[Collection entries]
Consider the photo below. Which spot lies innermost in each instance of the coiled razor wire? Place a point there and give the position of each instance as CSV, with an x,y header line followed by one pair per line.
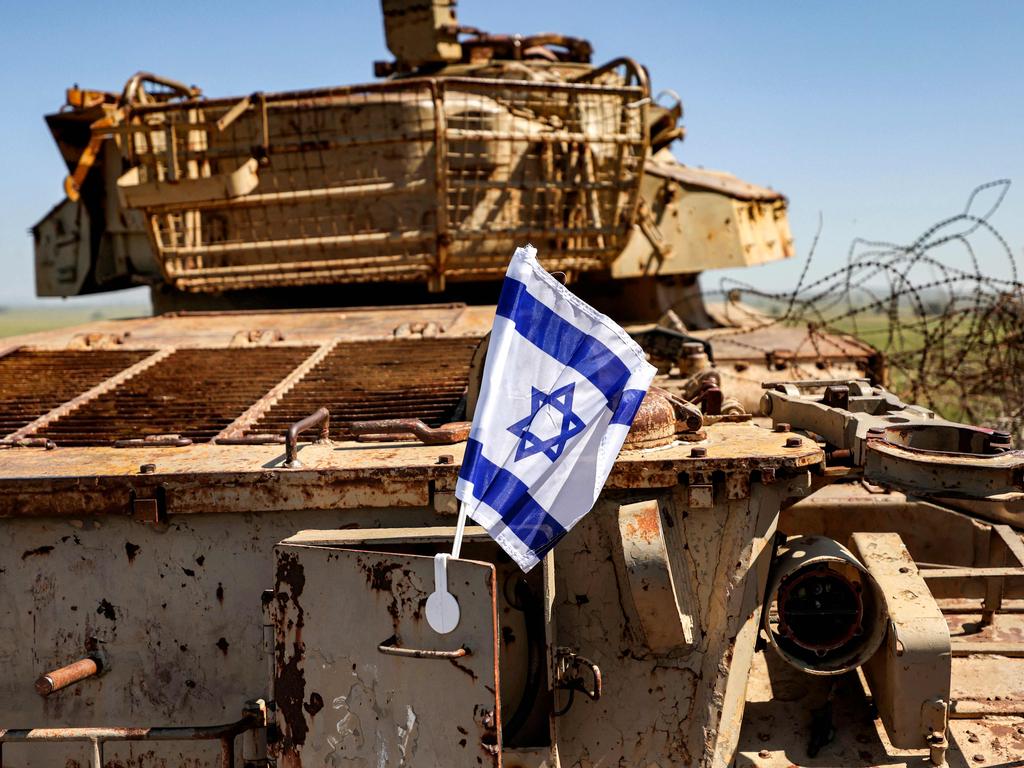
x,y
946,310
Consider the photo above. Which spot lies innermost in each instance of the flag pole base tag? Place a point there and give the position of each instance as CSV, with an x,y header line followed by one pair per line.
x,y
442,608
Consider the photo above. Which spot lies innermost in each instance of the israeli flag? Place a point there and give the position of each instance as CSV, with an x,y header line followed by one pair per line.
x,y
561,386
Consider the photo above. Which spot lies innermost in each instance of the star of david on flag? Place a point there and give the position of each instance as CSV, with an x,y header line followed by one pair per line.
x,y
561,386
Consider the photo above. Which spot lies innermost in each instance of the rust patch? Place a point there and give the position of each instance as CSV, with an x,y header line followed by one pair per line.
x,y
131,550
44,550
105,609
314,705
290,681
381,576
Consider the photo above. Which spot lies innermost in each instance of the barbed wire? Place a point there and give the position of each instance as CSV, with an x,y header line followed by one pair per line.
x,y
946,310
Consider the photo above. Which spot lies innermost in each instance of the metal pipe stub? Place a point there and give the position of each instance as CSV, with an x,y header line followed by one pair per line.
x,y
69,675
823,611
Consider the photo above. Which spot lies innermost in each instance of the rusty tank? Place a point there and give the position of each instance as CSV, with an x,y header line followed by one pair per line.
x,y
220,521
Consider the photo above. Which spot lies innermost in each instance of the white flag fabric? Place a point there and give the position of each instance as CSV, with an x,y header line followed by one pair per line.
x,y
561,386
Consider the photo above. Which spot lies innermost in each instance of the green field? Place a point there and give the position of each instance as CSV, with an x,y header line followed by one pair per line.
x,y
16,321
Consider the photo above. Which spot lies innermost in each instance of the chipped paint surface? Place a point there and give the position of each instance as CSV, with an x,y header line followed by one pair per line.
x,y
384,710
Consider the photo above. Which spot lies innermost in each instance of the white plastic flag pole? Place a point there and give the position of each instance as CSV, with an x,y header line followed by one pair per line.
x,y
442,608
460,530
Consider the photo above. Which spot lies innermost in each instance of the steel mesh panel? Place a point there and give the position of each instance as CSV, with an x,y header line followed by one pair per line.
x,y
402,379
420,180
193,392
33,382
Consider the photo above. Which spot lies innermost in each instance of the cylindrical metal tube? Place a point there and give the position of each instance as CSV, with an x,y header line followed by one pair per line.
x,y
53,681
823,612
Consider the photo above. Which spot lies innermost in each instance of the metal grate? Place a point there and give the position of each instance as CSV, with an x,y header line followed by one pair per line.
x,y
33,382
417,179
402,379
193,392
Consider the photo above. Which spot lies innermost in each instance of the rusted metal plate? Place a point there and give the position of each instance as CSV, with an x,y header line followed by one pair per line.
x,y
363,381
297,327
666,608
192,392
35,382
909,675
359,676
208,478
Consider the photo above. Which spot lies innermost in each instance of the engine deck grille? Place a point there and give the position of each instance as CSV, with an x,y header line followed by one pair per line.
x,y
33,382
193,392
402,379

TASK
Quote every line of the records above exactly; no picture is to be copied.

ANSWER FOR THIS EXERCISE
Consider the photo below. Which spot lies innermost in each instance of the coiled razor wire? Place a point there and give the position of each instance as CSV, with an x,y header line followed by one pair per line.
x,y
946,310
Consider the photo above. Which spot lies innermost in each instance of the flag pole base tag? Place a point there and give the position of each instance as CSV, with an x,y header line followed by one pair per line.
x,y
442,608
Consider the photo above. Which spot lies innermost in each instance of the israeli flag? Place a point there and give the position of each instance as CSV, with an x,y header line followed by one pair per line.
x,y
561,386
Consider the photo above. Which spot lies innermost in each instance of the star of david on flag? Place a point there and give the position of each instance as CSV, with an x,y header line followed by one pair per line.
x,y
561,386
Consider the photo above. Which spot lies innermost in each instance of the rust patch? Place a point there and give the position of each instance as CSV, with an x,y header line followed by one pair per line.
x,y
131,550
44,550
105,609
314,705
290,681
381,576
Consider the photo above. Which spot lies innermost in each instance of the barbed wire? Place a point there and give the position of each instance as CSV, with an x,y header line followed by one pair per line.
x,y
946,310
Consider the photo above. Which spot lies innermost in each instance of the metal pipe stub? Place a point there and give the position of each instance as CSV, with an x,y header line followed by one pair per line.
x,y
69,675
823,611
Consider the photo above. Which spot lies innermost in each instance of the rusty tank? Place a point there and give the position of each instance as CSV, with an x,y header line followed by one pair per line.
x,y
220,521
Consider the photo above. Which spot lies innermost in each instance of the white flag fabric? Place a point there and give the position of each instance as CSV, with an x,y header line followed by one pair per line.
x,y
561,386
Consider the photo above. Which spot lies innermost in each instance of the green field? Place a point there and give the position of each instance as CSV, with an x,y header line followed by one pair per line.
x,y
16,321
Consider the photo above. Which spot lies innermost in each instance of the chipped paint surface? Place a point there and give the position of each instance as CSV, with an x,y header line followed by one pair per line.
x,y
384,710
Consider the photo above. Which spot lies innermost in each instance of the white plastic flag pole? Place a point there and give the position of each instance as CSV, with an x,y header line followed by one pair per line.
x,y
442,608
460,530
Consider the photo above. Which spot lies innermost in each instance of the steel mesh panel? Place a point there and give the position of each instance as CSV, with an x,y header line followed by one pair per line.
x,y
402,379
420,180
193,392
33,382
Consider the photo above. Which spot lies innermost in each instance of the cylindrical metal tube? Place a point there and give the position of each instance as CSV, with an x,y header line followed by one pair per line.
x,y
53,681
823,612
Consider the photo above. Which spot lies innermost in each instance of the metal grate? Place a point there and give the position of each instance as CSV, with an x,y header line followed by one pair per line.
x,y
33,382
417,179
402,379
193,392
Consider the photo above. Which spot lies innermost in each instance of the rusted metal plate? Place a point there and give the position of each instance as CSV, with an x,y header line followed by one pair per line.
x,y
363,381
297,327
666,608
192,392
35,382
909,675
359,676
208,478
Consider the photo above. Which spot lies innermost in each instance of the engine deck grille? Place a point there and give the position of each instance as CSV, with an x,y header line followed by one pair per line.
x,y
33,382
193,392
402,379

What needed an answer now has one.